INSTRUCTIONS TO FOLLOW: Lines before the one containing "steel refrigerator, one" are excluded. Repeat that line and every line after it, exactly.

RECORD EXTRACTS:
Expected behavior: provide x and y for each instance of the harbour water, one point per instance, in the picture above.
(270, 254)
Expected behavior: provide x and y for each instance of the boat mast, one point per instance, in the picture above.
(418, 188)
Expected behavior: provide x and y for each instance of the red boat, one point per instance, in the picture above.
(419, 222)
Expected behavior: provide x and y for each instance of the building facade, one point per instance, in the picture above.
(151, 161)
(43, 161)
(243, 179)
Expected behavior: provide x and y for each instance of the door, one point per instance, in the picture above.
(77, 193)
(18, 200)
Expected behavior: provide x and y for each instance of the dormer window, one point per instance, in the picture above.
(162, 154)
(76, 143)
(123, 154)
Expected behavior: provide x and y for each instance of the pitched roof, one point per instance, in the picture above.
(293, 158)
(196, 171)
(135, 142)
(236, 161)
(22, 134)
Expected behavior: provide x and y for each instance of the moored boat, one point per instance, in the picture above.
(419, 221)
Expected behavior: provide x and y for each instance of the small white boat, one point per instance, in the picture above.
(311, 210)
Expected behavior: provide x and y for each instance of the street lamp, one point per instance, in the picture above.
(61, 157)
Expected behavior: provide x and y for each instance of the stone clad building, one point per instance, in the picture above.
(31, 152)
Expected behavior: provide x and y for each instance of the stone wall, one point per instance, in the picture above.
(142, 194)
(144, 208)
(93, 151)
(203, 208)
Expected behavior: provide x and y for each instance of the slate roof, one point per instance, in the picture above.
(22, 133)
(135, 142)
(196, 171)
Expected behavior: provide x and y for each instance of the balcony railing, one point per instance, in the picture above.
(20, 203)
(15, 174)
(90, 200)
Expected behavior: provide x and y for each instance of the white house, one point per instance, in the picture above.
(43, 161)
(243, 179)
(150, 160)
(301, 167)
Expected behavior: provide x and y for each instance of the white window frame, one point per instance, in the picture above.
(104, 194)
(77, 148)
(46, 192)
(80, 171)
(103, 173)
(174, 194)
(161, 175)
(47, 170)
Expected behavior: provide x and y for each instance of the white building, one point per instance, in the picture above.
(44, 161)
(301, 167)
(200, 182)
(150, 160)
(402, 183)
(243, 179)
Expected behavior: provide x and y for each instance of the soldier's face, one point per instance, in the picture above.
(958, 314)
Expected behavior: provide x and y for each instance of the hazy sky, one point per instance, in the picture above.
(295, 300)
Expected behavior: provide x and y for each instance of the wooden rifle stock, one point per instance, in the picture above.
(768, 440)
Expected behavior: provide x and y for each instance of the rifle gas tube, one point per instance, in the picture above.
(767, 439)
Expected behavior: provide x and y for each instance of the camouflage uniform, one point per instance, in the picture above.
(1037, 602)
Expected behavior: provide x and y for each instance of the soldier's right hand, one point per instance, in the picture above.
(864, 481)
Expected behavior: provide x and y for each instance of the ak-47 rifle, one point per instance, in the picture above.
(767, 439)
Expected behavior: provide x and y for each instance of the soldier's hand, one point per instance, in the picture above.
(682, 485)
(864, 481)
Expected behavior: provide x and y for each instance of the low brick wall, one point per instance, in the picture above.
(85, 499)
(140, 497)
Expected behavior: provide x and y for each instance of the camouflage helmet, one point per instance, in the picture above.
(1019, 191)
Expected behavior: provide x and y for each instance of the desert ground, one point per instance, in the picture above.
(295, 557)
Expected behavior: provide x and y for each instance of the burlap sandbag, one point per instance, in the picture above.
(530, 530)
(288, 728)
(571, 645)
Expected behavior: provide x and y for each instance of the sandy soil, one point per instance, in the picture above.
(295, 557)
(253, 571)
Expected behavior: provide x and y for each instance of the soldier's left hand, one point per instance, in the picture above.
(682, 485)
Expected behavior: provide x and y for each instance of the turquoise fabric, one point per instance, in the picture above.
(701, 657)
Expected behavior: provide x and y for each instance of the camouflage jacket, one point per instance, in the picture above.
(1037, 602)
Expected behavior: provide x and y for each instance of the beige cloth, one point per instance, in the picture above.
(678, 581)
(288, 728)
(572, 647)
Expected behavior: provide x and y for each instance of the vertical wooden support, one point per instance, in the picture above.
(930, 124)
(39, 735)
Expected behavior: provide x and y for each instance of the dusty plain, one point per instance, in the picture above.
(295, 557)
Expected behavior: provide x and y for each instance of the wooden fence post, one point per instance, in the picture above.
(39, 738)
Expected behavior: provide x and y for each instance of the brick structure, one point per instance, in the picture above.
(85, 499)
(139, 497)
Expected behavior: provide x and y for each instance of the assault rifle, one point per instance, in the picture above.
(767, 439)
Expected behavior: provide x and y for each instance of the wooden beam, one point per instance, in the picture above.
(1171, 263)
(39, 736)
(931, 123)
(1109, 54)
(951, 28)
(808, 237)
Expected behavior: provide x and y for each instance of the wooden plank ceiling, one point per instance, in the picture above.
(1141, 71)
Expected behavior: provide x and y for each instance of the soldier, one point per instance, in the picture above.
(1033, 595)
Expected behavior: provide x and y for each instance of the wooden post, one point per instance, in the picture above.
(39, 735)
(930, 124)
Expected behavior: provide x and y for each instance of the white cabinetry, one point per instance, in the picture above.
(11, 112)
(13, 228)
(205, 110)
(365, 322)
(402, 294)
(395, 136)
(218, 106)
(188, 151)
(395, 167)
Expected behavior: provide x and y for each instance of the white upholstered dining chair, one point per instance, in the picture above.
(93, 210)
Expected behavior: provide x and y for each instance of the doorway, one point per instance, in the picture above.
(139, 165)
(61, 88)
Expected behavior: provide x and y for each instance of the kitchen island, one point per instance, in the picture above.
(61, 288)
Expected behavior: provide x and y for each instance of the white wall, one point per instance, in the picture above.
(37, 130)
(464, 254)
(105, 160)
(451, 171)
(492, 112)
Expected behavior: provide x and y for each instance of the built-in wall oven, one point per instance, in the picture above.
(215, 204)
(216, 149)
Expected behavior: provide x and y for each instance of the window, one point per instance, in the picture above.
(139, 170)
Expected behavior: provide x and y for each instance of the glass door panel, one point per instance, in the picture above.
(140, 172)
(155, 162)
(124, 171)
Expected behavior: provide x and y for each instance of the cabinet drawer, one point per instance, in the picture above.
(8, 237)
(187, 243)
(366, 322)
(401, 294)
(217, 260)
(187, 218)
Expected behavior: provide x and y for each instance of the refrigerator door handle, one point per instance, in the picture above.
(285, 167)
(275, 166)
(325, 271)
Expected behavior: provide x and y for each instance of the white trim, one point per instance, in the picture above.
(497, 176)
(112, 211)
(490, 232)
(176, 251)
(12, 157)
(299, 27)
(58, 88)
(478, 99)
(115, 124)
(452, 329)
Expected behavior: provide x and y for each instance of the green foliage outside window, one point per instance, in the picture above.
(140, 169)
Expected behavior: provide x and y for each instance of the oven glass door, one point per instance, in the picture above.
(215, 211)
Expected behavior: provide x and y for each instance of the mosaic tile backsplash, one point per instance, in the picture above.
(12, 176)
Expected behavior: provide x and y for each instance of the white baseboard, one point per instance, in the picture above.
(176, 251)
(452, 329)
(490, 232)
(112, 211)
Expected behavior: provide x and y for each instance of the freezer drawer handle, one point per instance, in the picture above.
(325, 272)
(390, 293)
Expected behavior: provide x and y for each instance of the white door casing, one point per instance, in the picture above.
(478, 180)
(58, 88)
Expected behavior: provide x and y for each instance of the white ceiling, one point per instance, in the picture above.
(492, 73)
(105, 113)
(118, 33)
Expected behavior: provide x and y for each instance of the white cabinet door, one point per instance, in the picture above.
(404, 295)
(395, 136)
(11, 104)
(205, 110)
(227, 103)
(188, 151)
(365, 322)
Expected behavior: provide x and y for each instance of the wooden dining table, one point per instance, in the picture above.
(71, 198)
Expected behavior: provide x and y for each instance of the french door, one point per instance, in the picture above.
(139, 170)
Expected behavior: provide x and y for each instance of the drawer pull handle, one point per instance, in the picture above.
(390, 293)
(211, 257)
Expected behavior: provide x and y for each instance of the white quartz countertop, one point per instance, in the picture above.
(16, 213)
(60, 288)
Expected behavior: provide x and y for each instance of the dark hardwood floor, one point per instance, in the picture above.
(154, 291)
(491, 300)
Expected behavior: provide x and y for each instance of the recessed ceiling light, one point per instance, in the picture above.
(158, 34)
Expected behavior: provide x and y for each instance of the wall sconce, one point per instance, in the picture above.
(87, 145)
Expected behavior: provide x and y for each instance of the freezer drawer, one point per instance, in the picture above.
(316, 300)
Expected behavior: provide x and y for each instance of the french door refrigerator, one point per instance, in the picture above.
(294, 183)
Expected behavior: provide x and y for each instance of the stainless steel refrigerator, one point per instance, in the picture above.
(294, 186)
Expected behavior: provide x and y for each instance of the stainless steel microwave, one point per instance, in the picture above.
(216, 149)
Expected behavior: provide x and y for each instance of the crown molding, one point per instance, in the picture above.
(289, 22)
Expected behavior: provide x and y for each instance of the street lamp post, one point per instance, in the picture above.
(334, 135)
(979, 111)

CORRECT RESULT:
Expected behavior: provide x and y for each instance of the stainless steel refrigerator, one point per instance, in the picture above.
(294, 186)
Expected behavior: provide x and y for each instance of the stainless steel microwave, one point per instance, in the picture above.
(216, 149)
Expected behavior: provide x and y for each instance of the crown molding, one point per instance, in the picture above.
(289, 22)
Expected behavior: provide x and y for each instance of the street lamp post, one point per instance, in the picture above.
(334, 135)
(979, 111)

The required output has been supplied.